<<<<
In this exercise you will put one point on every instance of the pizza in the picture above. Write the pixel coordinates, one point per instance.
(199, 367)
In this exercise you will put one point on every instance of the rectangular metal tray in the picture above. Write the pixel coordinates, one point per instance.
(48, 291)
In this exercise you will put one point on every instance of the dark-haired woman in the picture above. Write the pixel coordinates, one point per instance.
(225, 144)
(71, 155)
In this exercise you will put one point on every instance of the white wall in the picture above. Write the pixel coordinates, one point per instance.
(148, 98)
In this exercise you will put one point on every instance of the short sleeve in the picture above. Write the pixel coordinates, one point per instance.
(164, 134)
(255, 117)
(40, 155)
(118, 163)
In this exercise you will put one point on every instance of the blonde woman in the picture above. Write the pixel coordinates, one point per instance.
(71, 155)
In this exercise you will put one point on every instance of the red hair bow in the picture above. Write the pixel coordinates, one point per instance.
>>>>
WHAT TO PRODUCE =>
Reproduce exactly the lines from the one containing "of the white" through the last line of the records above, including both, and nothing else.

ANSWER BOX =>
In this exercise you will put one point on every instance of the white wall in the picture above. Write the pixel coordinates, one point per instance.
(148, 98)
In this exercise you will put one point on every instance of the short sleeve in the picture above. Write the pixel coordinates, one point per instance.
(164, 134)
(255, 117)
(40, 155)
(118, 163)
In this exercise you will put one point on every instance of the blonde woman in the picture above. Write the pixel coordinates, one point per instance.
(71, 155)
In this exercise you will put one point on every instance of the red hair bow in the picture above. Write the pixel coordinates, one point per instance.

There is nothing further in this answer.